## START

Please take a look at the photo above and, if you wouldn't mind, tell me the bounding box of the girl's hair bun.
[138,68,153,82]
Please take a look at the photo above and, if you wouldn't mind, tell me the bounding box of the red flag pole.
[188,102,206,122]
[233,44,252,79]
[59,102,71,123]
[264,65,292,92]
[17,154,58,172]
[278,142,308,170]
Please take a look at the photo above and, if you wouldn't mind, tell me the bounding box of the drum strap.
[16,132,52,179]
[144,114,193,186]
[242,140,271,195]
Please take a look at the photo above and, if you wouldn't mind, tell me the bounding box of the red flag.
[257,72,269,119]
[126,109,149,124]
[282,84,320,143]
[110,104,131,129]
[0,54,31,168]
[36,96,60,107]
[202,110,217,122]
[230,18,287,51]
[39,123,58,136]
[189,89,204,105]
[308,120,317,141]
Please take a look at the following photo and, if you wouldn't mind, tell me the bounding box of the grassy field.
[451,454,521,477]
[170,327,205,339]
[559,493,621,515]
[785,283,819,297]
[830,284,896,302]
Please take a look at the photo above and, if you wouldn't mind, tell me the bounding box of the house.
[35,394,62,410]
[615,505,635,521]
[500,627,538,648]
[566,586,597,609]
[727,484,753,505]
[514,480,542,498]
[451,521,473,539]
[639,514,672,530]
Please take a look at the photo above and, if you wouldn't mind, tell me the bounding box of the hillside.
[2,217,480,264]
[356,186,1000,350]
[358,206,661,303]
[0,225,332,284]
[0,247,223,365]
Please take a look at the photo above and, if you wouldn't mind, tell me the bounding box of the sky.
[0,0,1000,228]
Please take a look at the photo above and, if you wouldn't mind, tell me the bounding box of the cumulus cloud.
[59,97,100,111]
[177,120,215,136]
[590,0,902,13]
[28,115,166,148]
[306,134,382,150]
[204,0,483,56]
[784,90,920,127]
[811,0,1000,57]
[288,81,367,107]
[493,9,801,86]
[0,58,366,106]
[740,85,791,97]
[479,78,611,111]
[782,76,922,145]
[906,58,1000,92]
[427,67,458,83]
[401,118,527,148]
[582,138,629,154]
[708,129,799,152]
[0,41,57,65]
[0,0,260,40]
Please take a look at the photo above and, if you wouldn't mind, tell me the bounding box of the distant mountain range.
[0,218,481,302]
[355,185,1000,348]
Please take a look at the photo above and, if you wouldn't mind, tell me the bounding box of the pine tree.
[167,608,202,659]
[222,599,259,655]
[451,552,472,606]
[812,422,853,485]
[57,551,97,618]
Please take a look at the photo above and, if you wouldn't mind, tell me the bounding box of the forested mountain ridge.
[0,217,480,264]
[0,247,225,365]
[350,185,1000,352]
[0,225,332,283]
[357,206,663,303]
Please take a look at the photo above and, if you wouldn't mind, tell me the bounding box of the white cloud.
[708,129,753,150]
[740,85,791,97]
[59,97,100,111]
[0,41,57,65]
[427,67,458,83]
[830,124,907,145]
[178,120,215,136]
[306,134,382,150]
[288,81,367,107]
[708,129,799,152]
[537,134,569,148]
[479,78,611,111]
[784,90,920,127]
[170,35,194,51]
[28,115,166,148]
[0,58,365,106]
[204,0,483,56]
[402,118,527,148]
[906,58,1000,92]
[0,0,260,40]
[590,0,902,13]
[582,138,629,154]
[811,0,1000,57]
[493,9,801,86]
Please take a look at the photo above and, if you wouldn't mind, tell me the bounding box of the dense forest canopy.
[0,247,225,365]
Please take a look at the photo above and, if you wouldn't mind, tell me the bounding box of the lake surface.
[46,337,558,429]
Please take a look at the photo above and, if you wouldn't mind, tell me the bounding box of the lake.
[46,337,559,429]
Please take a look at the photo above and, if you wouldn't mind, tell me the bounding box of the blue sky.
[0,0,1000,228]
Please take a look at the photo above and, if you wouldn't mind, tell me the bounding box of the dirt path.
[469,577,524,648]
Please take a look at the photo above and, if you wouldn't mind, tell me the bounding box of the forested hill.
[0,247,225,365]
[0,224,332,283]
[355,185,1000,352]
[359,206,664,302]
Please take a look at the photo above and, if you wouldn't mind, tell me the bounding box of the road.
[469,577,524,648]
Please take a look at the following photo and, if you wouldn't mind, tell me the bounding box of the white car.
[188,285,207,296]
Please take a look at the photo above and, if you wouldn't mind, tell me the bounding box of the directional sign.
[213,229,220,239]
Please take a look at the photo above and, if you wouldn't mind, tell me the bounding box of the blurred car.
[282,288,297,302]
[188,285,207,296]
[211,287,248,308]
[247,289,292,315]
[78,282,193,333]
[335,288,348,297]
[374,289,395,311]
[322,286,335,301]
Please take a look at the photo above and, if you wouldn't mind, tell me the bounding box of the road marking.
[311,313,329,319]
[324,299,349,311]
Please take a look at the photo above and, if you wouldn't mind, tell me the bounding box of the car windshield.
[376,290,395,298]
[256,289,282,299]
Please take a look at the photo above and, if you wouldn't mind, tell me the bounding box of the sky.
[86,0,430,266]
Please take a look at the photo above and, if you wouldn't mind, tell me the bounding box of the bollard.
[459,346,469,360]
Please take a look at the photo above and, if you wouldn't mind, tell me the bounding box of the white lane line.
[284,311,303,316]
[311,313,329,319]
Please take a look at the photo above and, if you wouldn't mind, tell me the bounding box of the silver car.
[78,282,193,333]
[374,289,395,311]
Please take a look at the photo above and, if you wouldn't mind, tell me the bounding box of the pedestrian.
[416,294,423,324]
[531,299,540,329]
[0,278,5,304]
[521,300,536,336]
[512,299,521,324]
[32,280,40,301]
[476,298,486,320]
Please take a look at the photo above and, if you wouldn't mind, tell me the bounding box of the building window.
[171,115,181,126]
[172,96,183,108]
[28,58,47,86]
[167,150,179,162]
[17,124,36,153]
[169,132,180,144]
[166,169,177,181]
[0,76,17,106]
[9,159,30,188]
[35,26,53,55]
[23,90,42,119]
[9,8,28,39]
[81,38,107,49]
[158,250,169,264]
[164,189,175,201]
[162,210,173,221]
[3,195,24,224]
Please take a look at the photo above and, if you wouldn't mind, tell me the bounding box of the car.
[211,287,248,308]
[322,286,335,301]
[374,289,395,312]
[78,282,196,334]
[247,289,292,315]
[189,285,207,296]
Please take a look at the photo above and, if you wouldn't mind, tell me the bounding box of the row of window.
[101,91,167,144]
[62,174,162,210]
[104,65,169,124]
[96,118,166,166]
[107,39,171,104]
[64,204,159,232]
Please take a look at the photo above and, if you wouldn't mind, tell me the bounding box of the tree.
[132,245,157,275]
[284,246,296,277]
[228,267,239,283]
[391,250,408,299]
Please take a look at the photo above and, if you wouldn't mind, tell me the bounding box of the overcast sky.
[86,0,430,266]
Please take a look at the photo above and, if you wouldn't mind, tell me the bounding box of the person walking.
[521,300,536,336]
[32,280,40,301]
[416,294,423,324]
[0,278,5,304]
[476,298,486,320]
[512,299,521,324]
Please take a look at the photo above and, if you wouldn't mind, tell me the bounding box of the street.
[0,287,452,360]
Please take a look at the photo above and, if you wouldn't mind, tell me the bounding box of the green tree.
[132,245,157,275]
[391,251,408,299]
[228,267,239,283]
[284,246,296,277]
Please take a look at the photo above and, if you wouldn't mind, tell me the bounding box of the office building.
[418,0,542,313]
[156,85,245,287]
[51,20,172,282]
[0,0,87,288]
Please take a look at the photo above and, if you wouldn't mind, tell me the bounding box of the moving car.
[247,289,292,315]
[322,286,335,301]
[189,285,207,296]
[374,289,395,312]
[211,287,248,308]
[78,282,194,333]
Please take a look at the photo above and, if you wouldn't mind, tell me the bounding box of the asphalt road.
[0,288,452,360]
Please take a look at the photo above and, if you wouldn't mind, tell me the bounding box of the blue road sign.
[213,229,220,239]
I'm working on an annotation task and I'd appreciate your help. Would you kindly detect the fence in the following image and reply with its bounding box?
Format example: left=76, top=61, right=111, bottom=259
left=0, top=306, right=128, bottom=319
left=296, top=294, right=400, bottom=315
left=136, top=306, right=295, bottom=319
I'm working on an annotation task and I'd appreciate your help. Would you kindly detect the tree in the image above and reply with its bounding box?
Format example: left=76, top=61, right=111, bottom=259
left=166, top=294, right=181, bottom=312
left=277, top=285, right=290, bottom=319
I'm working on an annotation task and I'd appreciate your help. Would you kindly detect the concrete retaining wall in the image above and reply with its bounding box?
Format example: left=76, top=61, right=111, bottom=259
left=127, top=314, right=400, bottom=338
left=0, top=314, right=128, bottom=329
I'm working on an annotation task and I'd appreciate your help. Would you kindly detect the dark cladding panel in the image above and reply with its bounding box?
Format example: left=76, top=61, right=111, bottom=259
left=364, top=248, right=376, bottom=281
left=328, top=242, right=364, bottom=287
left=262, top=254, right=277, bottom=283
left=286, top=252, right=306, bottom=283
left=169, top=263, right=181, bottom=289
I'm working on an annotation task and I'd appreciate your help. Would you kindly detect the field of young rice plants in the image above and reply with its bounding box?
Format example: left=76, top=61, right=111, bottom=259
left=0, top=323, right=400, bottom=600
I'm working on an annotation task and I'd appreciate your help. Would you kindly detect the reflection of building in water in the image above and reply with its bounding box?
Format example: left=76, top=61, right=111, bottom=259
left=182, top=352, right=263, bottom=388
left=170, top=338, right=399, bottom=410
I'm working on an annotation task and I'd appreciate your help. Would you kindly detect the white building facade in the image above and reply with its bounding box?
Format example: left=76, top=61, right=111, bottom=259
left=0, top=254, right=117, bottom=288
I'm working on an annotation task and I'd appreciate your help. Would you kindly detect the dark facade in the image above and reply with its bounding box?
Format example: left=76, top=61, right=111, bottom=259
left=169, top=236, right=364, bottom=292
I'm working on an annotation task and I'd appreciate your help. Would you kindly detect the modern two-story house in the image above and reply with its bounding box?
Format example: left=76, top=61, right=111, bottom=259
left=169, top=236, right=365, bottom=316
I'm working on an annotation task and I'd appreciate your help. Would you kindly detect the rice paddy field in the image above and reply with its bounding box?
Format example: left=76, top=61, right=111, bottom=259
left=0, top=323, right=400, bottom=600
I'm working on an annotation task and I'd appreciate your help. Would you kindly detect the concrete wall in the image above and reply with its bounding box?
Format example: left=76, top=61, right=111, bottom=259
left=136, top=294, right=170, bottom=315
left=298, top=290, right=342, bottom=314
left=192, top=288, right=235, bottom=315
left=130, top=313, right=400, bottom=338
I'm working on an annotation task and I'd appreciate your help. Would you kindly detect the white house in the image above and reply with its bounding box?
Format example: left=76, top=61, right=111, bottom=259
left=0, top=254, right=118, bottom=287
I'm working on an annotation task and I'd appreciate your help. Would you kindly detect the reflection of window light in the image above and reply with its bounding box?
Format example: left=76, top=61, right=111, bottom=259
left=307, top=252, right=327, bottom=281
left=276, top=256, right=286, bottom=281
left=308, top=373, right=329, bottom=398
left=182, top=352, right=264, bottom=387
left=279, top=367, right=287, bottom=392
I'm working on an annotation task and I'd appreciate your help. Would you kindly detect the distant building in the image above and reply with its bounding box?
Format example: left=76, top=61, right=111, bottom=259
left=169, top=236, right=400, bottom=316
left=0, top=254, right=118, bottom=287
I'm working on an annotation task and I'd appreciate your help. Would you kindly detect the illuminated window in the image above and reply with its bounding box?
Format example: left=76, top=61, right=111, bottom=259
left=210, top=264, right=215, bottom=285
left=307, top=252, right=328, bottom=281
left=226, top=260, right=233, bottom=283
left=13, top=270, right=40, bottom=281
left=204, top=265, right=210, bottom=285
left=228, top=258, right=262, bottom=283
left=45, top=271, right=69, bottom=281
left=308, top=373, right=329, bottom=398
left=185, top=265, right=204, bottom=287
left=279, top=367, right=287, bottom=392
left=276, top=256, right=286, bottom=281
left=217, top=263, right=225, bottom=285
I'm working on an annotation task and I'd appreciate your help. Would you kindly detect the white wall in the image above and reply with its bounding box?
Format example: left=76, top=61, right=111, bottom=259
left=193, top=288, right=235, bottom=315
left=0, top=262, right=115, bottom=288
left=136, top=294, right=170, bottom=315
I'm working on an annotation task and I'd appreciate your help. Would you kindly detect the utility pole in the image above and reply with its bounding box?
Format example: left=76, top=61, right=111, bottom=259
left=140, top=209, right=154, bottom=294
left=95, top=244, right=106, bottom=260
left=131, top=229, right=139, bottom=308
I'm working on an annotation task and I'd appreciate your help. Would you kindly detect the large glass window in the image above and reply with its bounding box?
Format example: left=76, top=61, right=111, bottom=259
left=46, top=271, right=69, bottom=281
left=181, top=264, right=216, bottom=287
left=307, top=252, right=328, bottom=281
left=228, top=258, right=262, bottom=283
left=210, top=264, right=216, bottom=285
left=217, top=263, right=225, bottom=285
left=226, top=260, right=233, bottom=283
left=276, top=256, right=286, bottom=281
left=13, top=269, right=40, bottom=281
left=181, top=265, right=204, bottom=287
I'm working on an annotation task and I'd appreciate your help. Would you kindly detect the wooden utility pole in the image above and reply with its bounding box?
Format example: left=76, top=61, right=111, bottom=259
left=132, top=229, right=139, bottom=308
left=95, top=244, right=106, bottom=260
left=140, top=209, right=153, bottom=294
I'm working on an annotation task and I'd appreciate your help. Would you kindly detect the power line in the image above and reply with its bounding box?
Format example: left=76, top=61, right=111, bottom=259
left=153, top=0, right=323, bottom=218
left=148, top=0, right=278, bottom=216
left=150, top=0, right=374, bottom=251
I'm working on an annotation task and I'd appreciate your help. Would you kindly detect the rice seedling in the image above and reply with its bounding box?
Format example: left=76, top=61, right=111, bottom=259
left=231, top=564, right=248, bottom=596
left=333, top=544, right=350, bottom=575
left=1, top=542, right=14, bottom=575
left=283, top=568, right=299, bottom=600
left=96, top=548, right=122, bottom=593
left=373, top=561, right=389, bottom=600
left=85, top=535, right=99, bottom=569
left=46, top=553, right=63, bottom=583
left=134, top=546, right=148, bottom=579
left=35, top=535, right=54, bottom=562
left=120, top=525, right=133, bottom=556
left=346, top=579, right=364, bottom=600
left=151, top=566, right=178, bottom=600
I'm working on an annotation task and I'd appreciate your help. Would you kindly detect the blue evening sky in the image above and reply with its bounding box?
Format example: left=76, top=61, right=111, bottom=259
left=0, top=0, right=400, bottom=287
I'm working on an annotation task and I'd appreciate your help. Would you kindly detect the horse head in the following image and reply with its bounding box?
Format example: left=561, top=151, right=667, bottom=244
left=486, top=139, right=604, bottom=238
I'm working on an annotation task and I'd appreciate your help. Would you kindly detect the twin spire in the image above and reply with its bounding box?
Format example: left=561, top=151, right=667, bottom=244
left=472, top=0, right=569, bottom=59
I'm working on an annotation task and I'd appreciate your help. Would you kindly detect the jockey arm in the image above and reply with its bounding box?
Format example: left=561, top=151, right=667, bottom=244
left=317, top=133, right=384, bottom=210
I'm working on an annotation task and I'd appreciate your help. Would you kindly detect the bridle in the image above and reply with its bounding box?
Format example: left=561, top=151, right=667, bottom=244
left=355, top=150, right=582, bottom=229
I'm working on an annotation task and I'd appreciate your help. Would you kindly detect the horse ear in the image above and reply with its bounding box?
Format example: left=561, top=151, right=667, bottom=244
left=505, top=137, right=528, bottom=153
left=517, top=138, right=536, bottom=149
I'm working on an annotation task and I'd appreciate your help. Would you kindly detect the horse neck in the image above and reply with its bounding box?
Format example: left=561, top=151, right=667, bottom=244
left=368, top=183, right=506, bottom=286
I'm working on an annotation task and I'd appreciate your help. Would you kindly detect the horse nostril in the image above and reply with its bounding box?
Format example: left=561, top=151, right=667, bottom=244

## END

To be done ▸
In the listing above, take everything from the line containing "the horse neck" down to the end of the listing and write it out again, switching "annotation task" to "labeling task" and leaving everything else unchanged.

Solution ▸
I'm working on an labeling task and I'd appreciate your help. Would you kindly detect the horse neck in the image above and reply with its bounding box?
Format example: left=561, top=151, right=667, bottom=244
left=368, top=183, right=506, bottom=286
I'm working on an labeling task and I'd appreciate your help. Would you kindly detect the horse nostril in the image above and reply with its bounding box?
Format example: left=561, top=151, right=667, bottom=244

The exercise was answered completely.